*Passage provided*

-- BEGIN --

It’s certainly possible for states to incorporate other rules by reference—and even to do so blindly, making no attempt to review the details of what’s incorporated. And they might incorporate, not only the laws of another jurisdiction, but other bodies of rules as well—like the American Law Institute’s Restatements, or even a past edition of Robert’s Rules of Order. Had Vermont reprinted the text of Robert’s Rules in its session laws, maybe we’d believe its courts’ claim to be construing the idiosyncratic language of a local statute. Or if its courts claim to be relying on some procedural usage specific to Vermont, modifying the otherwise-applicable provisions of Robert’s Rules, maybe we’d have to believe them—for “it is a principle, that the general common law may be, and in many instances is, controlled by special custom.” But if the statute book merely says “Robert’s Rules of Order” with no claim of any asterisk, then garden-variety disputes about some provision buried in Robert’s Rules don’t obviously turn on any questions of local law.
At the very least, this is a plausible way for a state to organize its legal system. As a matter of historical fact, we know that states have sometimes treated portions of their law as true incorporations-by-reference in this way, seeking to achieve uniformity across borders rather than within them. That makes it hard to argue that definitive settlement of general-law questions by a single state court is truly a “necessity”—or that federal courts must, as Holmes and Brandeis suggested, treat state court decisions as conclusive on every question that arises from the state’s law.

-- END --

*Data block*
-- BEGIN --

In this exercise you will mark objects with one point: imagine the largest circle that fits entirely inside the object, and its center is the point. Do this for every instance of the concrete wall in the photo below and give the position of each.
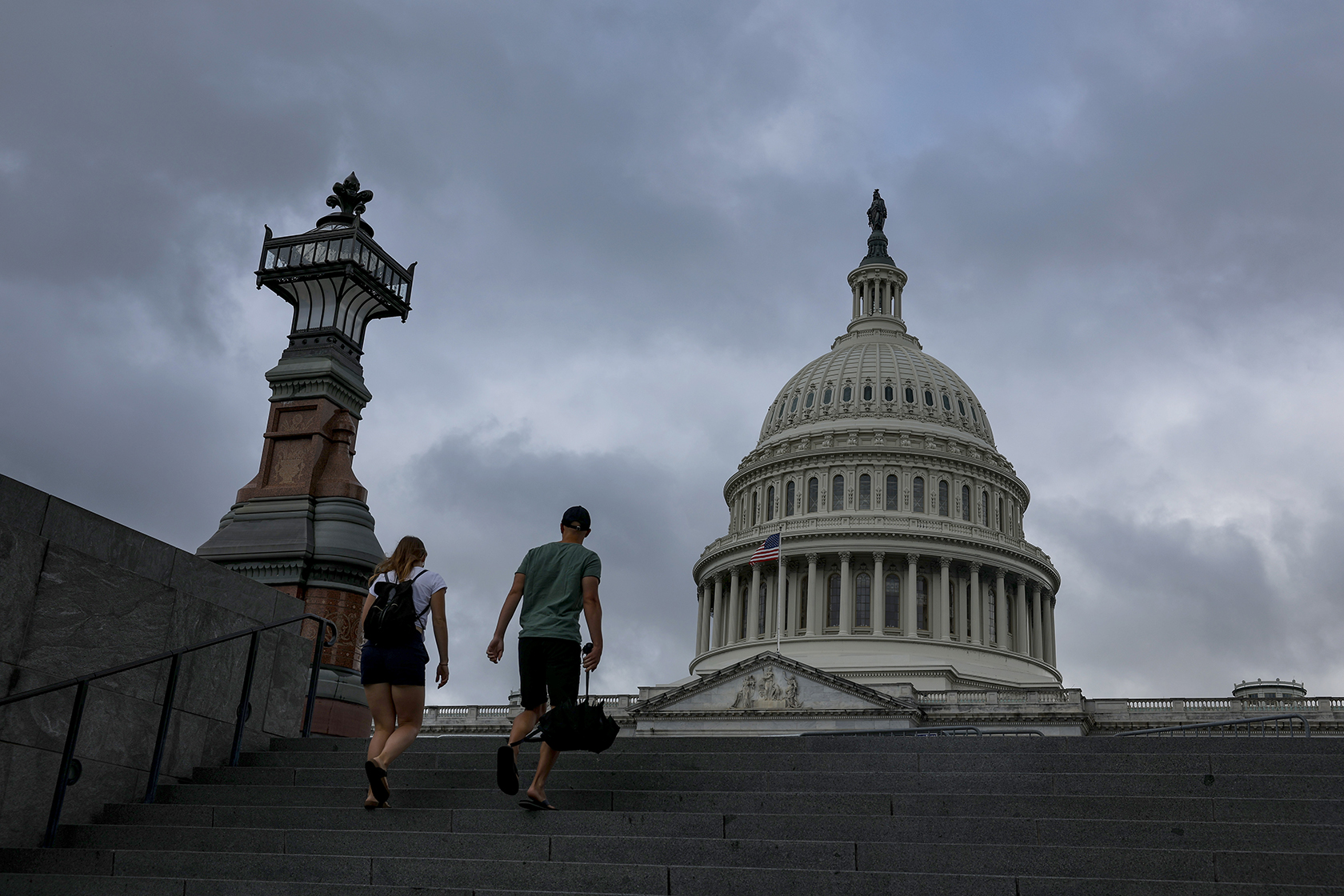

-- END --

*Problems to work on*
[1] In the passage on incorporation by reference, besides the laws of another jurisdiction, which two bodies of rules are named as things a state might incorporate?
[2] Please shorten the paragraph of the passage on incorporation by reference that begins "At the very least," keeping its main points.
[3] Carry the passage on incorporation by reference forward from its final sentence.

*Solved tasks*
[1] The American Law Institute's Restatements and a past edition of Robert's Rules of Order.

[2] States can plausibly organize their law this way, and historically some have treated parts of it as true incorporations by reference to achieve uniformity across borders. So it is hard to claim that one state court's definitive settlement of general-law questions is a "necessity," or that federal courts must, as Holmes and Brandeis suggested, treat state court decisions as conclusive on every question arising from that state's law.

[3]
Today, eight decades on, Justice Holmes’s vision of judge-made law is widely echoed. Perhaps our state constitutions now do confer, or have been authoritatively construed to confer, lawmaking powers on state courts. This Article takes no position on that question, which is ultimately one of empirics rather than theory. Still, that possibility leaves Erie on shaky ground. Some states might dissent from the modern view (Green suggests Georgia); others might do so in particular areas (say, the interpretation of the Uniform Commercial Code), seeking to conform their legal rules to those of a broader tradition. In either case, simply citing state court decisions as the sole source of authority—as the “Erie doctrine” is thought to require—might well get the state’s law wrong. If Erie was wrong on the theory, then it’s probably just wrong about state law.
When it comes to federal law, the situation is even worse. The federal judicial power was parceled out in 1788, long before Justice Holmes could get his mitts on it. If federal courts back then were supposed to find the law—especially in areas where the states were incompetent to legislate—then Erie’s preference for judge-made law shouldn’t stand in the way. Recognizing the theoretical flaws in the Erie doctrine might well mean tossing its whole invented edifice of “federal common law,” in favor of federal courts finding actual common law rules.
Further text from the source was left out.